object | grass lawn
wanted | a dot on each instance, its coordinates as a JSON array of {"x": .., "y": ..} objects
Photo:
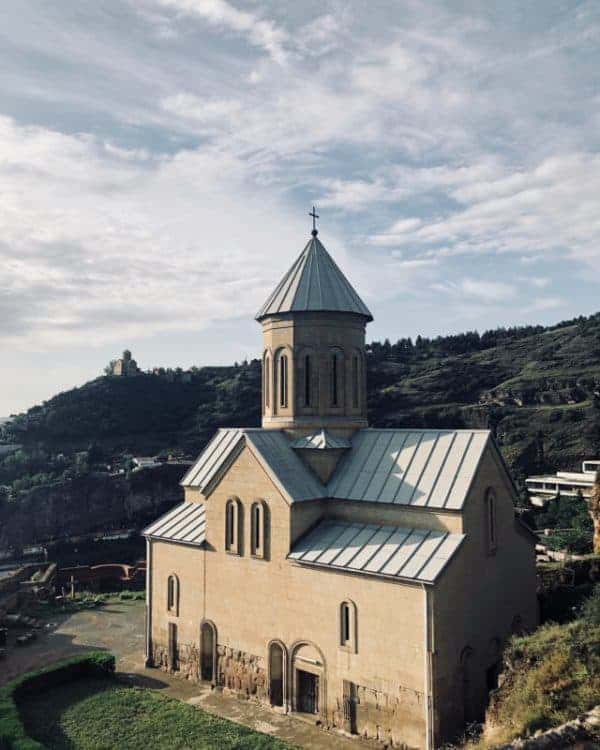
[{"x": 98, "y": 714}]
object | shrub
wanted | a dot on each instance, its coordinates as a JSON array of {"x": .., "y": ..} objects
[
  {"x": 591, "y": 607},
  {"x": 12, "y": 732}
]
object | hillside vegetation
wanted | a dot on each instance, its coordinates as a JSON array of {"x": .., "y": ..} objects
[
  {"x": 550, "y": 677},
  {"x": 537, "y": 388}
]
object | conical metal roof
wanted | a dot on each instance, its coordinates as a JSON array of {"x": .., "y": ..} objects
[{"x": 314, "y": 284}]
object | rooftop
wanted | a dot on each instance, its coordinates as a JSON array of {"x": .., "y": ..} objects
[
  {"x": 421, "y": 468},
  {"x": 185, "y": 523},
  {"x": 389, "y": 551},
  {"x": 314, "y": 283}
]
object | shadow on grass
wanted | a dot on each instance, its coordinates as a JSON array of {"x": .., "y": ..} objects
[
  {"x": 42, "y": 715},
  {"x": 132, "y": 679}
]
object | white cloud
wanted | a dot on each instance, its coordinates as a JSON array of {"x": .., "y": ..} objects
[
  {"x": 101, "y": 244},
  {"x": 260, "y": 32},
  {"x": 477, "y": 289}
]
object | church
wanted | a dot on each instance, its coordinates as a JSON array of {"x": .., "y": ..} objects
[{"x": 364, "y": 579}]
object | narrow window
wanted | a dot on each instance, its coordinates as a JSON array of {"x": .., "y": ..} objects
[
  {"x": 490, "y": 510},
  {"x": 307, "y": 380},
  {"x": 355, "y": 381},
  {"x": 345, "y": 624},
  {"x": 258, "y": 529},
  {"x": 173, "y": 595},
  {"x": 283, "y": 380},
  {"x": 348, "y": 626},
  {"x": 230, "y": 538},
  {"x": 232, "y": 526},
  {"x": 173, "y": 647},
  {"x": 267, "y": 381},
  {"x": 336, "y": 374},
  {"x": 334, "y": 380}
]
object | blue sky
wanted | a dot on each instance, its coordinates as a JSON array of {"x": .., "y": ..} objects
[{"x": 158, "y": 159}]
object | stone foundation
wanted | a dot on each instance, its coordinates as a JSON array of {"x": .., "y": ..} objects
[
  {"x": 187, "y": 662},
  {"x": 237, "y": 671},
  {"x": 241, "y": 673},
  {"x": 391, "y": 719}
]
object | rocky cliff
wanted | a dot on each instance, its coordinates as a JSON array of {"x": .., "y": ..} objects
[{"x": 91, "y": 503}]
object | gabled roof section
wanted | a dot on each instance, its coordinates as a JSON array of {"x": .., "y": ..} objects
[
  {"x": 421, "y": 468},
  {"x": 217, "y": 455},
  {"x": 184, "y": 524},
  {"x": 273, "y": 451},
  {"x": 314, "y": 283},
  {"x": 418, "y": 555},
  {"x": 321, "y": 440}
]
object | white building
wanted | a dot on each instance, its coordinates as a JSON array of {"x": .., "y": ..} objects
[{"x": 566, "y": 483}]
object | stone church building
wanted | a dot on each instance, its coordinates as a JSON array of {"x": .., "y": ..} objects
[{"x": 364, "y": 578}]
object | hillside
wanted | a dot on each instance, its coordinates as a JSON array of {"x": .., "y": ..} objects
[{"x": 536, "y": 388}]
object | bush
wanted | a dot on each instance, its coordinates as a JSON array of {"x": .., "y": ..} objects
[
  {"x": 591, "y": 607},
  {"x": 12, "y": 732}
]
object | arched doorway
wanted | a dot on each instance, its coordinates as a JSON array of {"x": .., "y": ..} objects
[
  {"x": 277, "y": 674},
  {"x": 308, "y": 679},
  {"x": 208, "y": 651}
]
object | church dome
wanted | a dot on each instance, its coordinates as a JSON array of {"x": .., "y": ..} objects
[{"x": 314, "y": 283}]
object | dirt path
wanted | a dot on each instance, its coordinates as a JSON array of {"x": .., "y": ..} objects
[{"x": 119, "y": 628}]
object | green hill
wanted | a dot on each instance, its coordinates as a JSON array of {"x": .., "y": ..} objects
[{"x": 537, "y": 388}]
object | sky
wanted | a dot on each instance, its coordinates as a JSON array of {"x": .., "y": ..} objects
[{"x": 158, "y": 159}]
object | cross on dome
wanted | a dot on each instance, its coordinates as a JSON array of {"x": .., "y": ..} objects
[{"x": 315, "y": 216}]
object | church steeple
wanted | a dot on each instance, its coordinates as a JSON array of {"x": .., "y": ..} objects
[{"x": 314, "y": 367}]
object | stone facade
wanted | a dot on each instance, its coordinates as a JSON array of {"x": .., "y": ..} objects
[
  {"x": 242, "y": 673},
  {"x": 423, "y": 653}
]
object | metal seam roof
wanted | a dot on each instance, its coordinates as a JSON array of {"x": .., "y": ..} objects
[
  {"x": 314, "y": 283},
  {"x": 321, "y": 440},
  {"x": 381, "y": 550},
  {"x": 419, "y": 468},
  {"x": 185, "y": 524}
]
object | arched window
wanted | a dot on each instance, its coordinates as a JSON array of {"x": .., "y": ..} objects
[
  {"x": 283, "y": 380},
  {"x": 348, "y": 623},
  {"x": 173, "y": 595},
  {"x": 490, "y": 521},
  {"x": 258, "y": 529},
  {"x": 308, "y": 380},
  {"x": 267, "y": 381},
  {"x": 277, "y": 673},
  {"x": 355, "y": 381},
  {"x": 336, "y": 370},
  {"x": 233, "y": 521},
  {"x": 208, "y": 651}
]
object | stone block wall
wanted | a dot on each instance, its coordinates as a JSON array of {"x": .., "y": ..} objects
[
  {"x": 381, "y": 716},
  {"x": 241, "y": 673}
]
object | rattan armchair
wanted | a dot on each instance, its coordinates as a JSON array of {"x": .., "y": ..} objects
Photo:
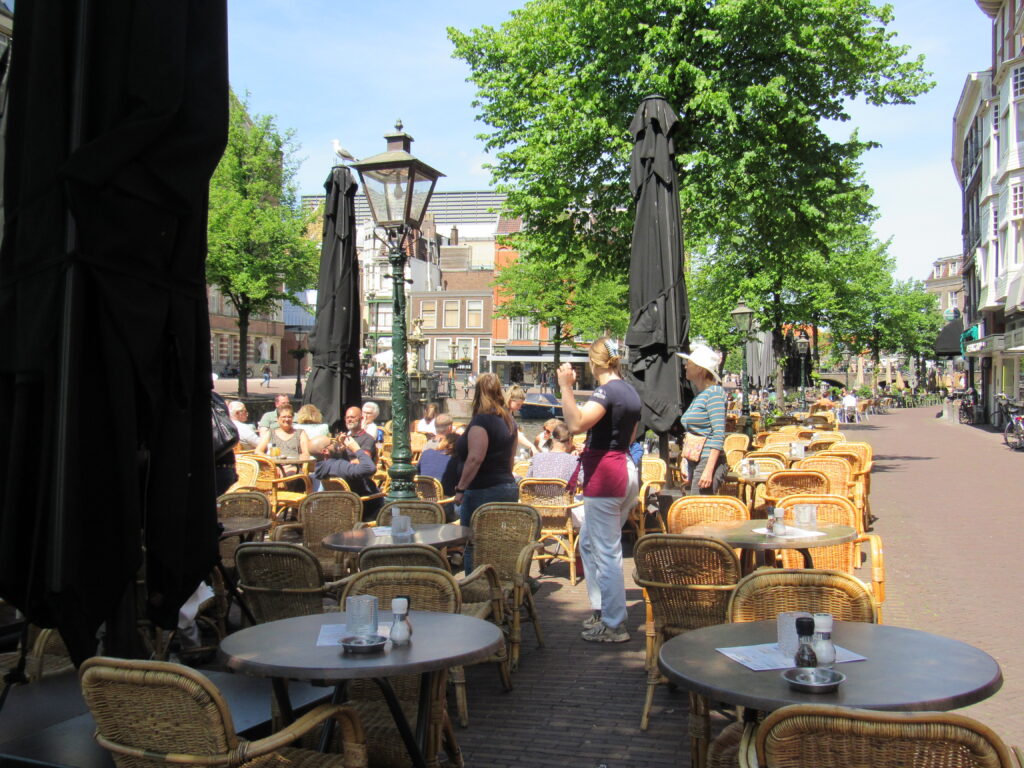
[
  {"x": 505, "y": 536},
  {"x": 687, "y": 582},
  {"x": 427, "y": 589},
  {"x": 492, "y": 608},
  {"x": 154, "y": 714},
  {"x": 828, "y": 736},
  {"x": 322, "y": 514},
  {"x": 693, "y": 510},
  {"x": 552, "y": 500},
  {"x": 768, "y": 592}
]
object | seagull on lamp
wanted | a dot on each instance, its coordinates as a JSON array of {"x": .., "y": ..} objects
[{"x": 343, "y": 155}]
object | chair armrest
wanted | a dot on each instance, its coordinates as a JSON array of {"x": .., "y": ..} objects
[{"x": 274, "y": 532}]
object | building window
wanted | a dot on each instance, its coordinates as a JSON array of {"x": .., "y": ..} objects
[
  {"x": 452, "y": 313},
  {"x": 428, "y": 312},
  {"x": 523, "y": 330},
  {"x": 474, "y": 313}
]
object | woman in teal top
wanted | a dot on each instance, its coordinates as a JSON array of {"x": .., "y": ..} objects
[{"x": 706, "y": 418}]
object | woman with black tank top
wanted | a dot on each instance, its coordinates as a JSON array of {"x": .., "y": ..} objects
[
  {"x": 486, "y": 451},
  {"x": 610, "y": 485}
]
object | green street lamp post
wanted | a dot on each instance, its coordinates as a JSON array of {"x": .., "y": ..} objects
[
  {"x": 742, "y": 317},
  {"x": 398, "y": 188}
]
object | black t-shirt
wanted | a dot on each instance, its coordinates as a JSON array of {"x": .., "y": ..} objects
[
  {"x": 622, "y": 407},
  {"x": 497, "y": 466}
]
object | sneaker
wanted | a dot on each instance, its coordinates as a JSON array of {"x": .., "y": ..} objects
[{"x": 602, "y": 633}]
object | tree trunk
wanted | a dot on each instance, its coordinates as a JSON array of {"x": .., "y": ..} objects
[{"x": 243, "y": 350}]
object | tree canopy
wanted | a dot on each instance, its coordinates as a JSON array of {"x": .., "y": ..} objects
[{"x": 258, "y": 252}]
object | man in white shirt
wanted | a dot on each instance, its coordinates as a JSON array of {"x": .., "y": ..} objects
[{"x": 248, "y": 436}]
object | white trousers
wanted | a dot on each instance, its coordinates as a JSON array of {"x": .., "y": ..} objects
[{"x": 601, "y": 549}]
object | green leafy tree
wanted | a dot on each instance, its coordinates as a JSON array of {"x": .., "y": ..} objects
[
  {"x": 258, "y": 252},
  {"x": 570, "y": 301}
]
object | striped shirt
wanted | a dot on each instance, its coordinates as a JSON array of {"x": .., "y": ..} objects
[{"x": 706, "y": 417}]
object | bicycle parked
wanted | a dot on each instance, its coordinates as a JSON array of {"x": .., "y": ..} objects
[{"x": 1013, "y": 414}]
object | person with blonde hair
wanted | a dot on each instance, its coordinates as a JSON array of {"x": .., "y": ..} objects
[
  {"x": 486, "y": 452},
  {"x": 610, "y": 418}
]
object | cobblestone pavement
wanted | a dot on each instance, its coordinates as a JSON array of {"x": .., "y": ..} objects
[{"x": 946, "y": 497}]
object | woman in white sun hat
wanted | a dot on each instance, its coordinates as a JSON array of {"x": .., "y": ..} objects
[{"x": 704, "y": 422}]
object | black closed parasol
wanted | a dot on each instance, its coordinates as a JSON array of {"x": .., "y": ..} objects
[
  {"x": 334, "y": 381},
  {"x": 658, "y": 308},
  {"x": 118, "y": 117}
]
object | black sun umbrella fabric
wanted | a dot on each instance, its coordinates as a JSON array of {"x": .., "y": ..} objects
[
  {"x": 658, "y": 308},
  {"x": 334, "y": 382},
  {"x": 118, "y": 116}
]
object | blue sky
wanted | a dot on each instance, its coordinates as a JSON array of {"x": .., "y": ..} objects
[{"x": 328, "y": 70}]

INSTRUCTIONS TO FOLLOW:
From the entries above, print the lines beginning at the one with "object | stone facade" and stopping after the one with "object | metal seam roof", exactly as written and with nothing else.

OUTPUT BELOW:
object | stone facade
wanted | a dot on each instance, its coordinates as a JSON array of {"x": .., "y": ..} objects
[
  {"x": 242, "y": 673},
  {"x": 423, "y": 653}
]
object | metal seam roof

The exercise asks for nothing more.